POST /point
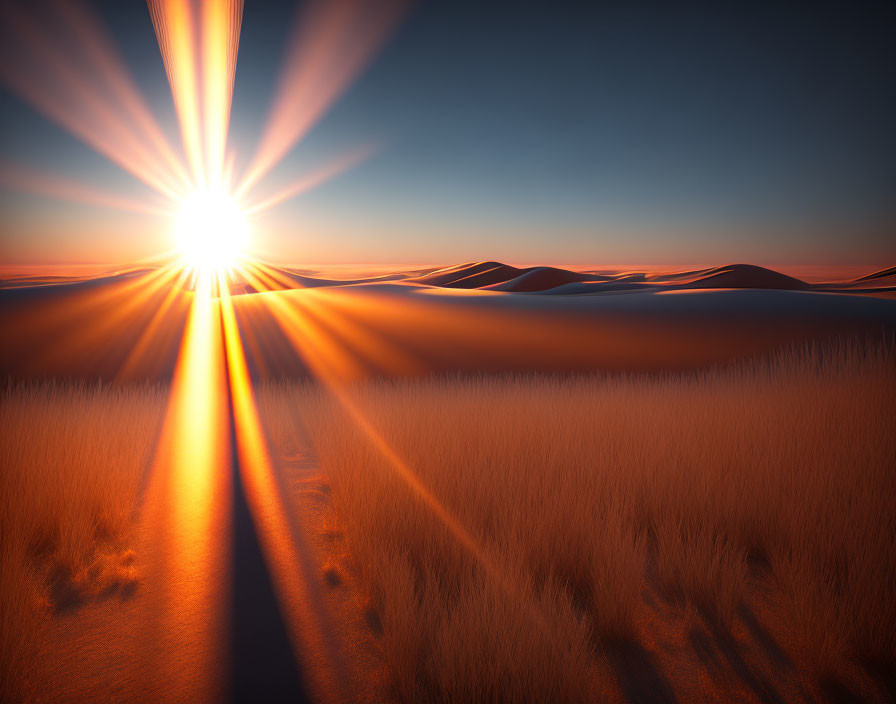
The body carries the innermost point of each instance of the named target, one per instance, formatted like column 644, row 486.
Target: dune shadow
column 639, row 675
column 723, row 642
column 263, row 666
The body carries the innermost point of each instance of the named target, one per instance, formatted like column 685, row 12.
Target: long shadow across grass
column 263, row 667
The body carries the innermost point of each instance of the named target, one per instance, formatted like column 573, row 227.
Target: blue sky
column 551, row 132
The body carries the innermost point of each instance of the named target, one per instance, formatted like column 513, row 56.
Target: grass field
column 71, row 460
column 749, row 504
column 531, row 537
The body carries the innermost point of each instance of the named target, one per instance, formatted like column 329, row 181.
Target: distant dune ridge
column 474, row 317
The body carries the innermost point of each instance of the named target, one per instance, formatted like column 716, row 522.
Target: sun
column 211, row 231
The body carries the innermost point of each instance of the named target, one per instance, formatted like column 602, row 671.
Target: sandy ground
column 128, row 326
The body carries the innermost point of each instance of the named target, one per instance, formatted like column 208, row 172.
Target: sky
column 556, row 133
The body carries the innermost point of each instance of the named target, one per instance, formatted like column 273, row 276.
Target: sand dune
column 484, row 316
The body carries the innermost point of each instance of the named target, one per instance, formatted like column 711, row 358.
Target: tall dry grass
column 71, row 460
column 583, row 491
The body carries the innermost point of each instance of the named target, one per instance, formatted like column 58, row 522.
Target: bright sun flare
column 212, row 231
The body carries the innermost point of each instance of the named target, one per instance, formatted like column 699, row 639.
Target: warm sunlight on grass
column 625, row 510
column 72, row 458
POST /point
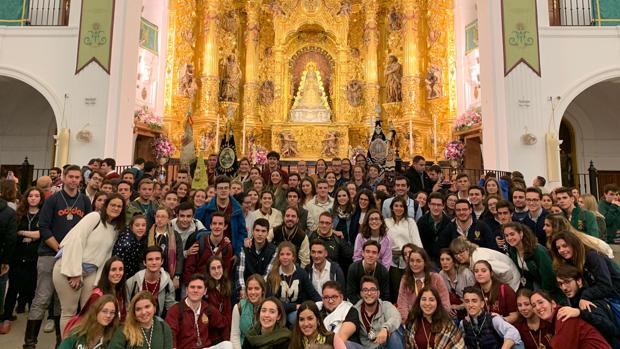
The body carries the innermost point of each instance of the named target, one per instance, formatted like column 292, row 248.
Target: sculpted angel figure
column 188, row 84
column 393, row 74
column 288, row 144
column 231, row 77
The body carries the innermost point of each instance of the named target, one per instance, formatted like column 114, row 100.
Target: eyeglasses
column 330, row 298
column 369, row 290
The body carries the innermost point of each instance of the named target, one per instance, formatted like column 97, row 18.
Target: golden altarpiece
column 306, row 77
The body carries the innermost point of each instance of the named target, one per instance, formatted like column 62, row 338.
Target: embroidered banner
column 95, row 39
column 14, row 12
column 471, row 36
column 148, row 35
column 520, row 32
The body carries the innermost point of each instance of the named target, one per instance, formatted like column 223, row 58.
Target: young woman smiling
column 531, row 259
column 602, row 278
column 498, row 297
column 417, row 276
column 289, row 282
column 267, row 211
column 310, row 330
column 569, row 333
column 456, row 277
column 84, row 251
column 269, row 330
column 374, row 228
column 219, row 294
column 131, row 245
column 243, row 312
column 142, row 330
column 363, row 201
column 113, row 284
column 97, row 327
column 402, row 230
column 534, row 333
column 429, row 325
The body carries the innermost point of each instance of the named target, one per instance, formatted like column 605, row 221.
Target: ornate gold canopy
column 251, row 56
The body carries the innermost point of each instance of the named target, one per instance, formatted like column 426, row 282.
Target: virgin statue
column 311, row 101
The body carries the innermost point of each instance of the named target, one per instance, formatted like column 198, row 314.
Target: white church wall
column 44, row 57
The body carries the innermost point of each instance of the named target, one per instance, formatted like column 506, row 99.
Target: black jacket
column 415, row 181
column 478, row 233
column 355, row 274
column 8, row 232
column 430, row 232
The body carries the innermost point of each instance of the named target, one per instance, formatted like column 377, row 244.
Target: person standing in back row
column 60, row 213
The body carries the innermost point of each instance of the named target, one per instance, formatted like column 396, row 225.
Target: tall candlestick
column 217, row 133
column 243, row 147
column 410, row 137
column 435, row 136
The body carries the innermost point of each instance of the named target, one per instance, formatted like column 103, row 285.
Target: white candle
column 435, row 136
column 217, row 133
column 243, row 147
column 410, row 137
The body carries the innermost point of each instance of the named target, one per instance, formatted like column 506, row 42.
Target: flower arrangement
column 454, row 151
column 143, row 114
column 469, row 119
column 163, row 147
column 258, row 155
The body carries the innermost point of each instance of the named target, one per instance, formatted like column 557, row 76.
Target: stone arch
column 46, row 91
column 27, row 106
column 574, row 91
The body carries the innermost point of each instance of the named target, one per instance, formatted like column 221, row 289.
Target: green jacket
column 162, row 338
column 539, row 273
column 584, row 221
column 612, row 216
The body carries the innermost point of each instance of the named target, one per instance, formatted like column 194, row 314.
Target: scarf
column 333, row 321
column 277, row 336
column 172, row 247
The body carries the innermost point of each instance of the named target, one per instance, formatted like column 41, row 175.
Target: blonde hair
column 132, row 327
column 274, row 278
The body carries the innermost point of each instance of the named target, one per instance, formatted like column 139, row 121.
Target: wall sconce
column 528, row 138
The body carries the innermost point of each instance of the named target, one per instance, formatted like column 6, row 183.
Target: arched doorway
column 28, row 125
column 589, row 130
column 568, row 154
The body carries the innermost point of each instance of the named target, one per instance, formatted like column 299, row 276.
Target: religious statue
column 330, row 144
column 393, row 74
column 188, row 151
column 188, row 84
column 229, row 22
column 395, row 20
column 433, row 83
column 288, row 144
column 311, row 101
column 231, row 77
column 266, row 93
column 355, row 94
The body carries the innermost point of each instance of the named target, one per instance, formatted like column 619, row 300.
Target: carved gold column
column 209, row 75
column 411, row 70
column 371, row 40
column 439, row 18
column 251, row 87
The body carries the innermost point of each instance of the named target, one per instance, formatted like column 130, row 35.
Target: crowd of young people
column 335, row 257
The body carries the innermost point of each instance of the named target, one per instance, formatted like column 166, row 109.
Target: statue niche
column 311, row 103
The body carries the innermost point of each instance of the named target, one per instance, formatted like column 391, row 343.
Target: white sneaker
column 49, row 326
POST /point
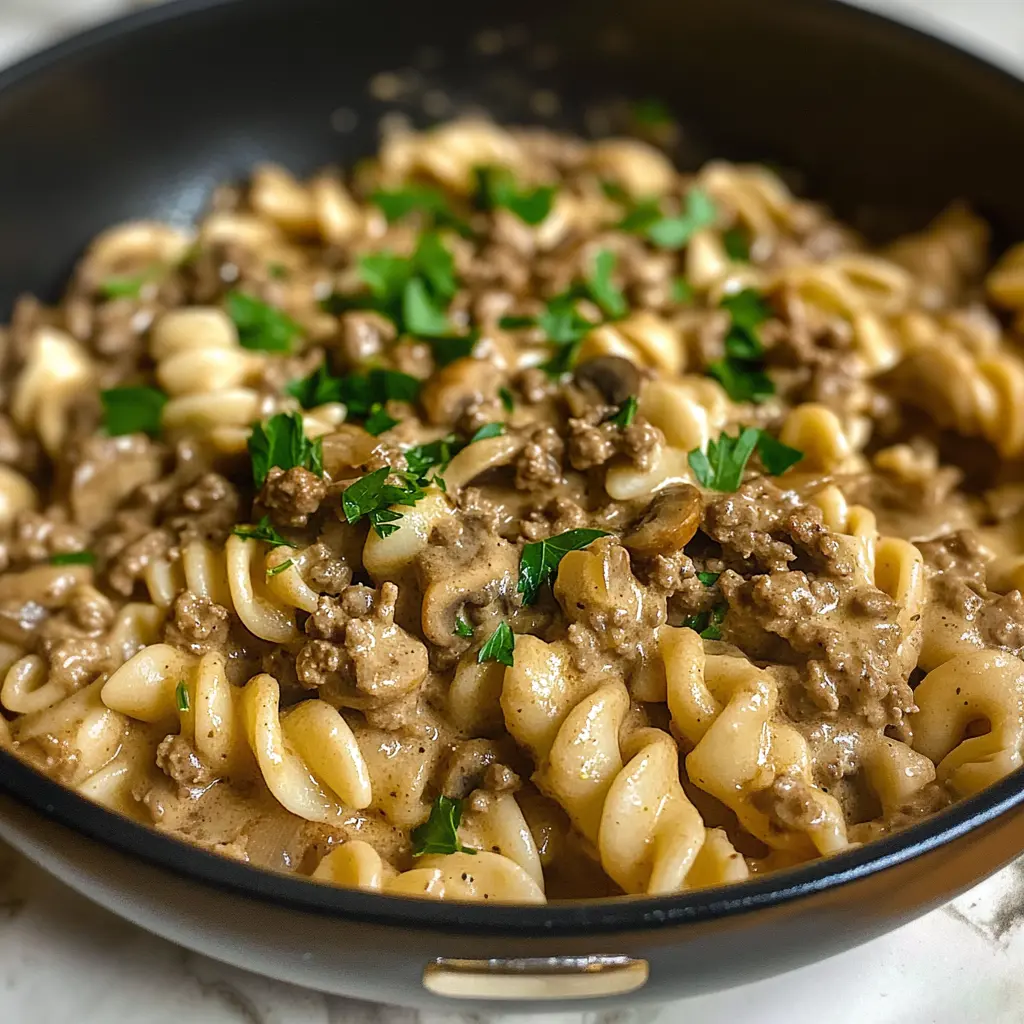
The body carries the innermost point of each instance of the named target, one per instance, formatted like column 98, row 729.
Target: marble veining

● ● ● ● ●

Retype everything from the line containing "223, row 58." down to the line containing "column 429, row 325", both included, and nothing else.

> [Task solution]:
The body carries the innermost point of each instance of the named target, one per instance, formatted like column 223, row 58.
Target: young woman smiling
column 531, row 259
column 602, row 278
column 498, row 297
column 417, row 276
column 289, row 282
column 267, row 211
column 310, row 330
column 569, row 333
column 456, row 277
column 84, row 251
column 269, row 330
column 374, row 228
column 219, row 294
column 131, row 245
column 243, row 312
column 142, row 330
column 363, row 201
column 113, row 284
column 97, row 327
column 402, row 230
column 534, row 333
column 429, row 325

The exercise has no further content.